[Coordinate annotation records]
# # #
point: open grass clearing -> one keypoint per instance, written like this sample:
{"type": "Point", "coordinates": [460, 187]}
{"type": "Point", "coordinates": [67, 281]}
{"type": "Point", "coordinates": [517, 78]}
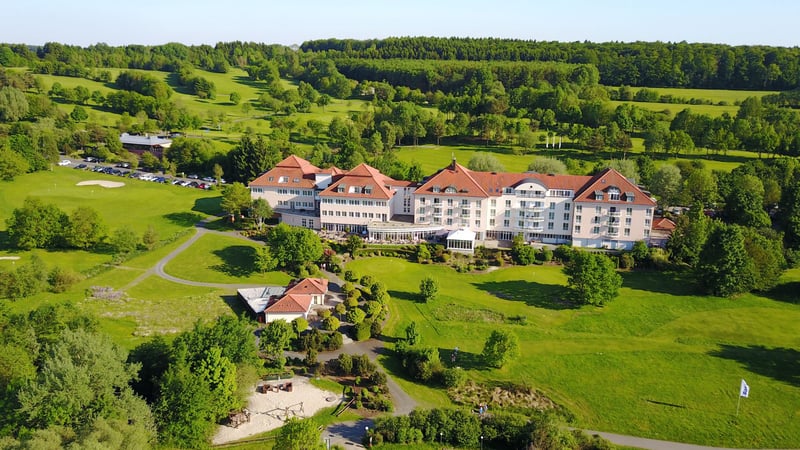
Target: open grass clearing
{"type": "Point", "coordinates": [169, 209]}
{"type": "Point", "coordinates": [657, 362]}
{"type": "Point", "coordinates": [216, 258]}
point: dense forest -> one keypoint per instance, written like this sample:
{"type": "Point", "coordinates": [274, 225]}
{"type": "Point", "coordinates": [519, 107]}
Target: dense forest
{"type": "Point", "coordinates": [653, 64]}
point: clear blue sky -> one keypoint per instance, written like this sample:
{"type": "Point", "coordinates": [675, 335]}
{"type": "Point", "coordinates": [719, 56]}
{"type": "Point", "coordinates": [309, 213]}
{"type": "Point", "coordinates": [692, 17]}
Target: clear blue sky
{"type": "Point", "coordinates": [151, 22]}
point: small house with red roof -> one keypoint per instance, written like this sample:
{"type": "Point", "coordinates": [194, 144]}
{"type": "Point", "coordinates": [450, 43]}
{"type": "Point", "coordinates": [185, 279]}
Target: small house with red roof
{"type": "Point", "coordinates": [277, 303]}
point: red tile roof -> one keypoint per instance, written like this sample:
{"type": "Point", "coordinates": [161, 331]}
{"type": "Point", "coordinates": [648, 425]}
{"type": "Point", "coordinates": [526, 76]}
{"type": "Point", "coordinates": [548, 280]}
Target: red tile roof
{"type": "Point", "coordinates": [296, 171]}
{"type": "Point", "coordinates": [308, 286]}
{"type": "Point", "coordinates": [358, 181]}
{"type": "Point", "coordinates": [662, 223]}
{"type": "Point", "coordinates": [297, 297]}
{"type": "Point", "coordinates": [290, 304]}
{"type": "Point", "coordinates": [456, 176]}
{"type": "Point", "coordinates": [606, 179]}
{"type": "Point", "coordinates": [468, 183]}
# # #
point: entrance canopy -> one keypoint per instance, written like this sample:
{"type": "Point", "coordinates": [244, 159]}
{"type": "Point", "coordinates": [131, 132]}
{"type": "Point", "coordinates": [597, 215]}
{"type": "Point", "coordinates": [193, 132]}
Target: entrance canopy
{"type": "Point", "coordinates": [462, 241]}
# # #
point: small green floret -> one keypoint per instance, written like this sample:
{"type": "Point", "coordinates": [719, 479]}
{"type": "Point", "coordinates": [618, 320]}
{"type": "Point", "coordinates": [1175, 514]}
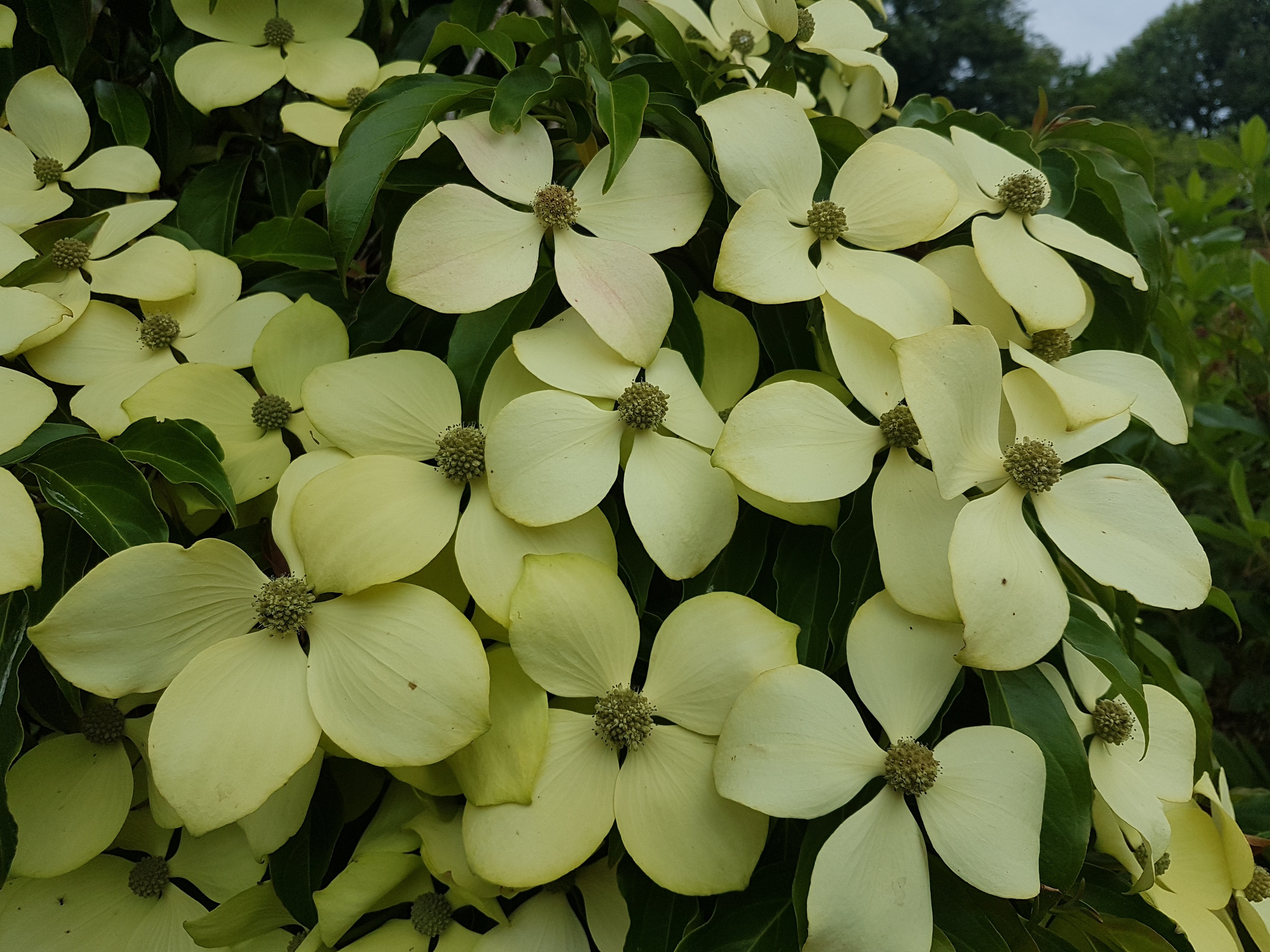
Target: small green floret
# # #
▶ **Work to be completed**: Identify every line of the records above that contains the word "Target", matching case exactly, and copy each such line.

▶ **Answer to the exercise**:
Target: open grass clearing
Target: dense forest
Target: clear blue sky
Target: small house with red roof
Target: red tile roof
Target: entrance canopy
Target: small green floret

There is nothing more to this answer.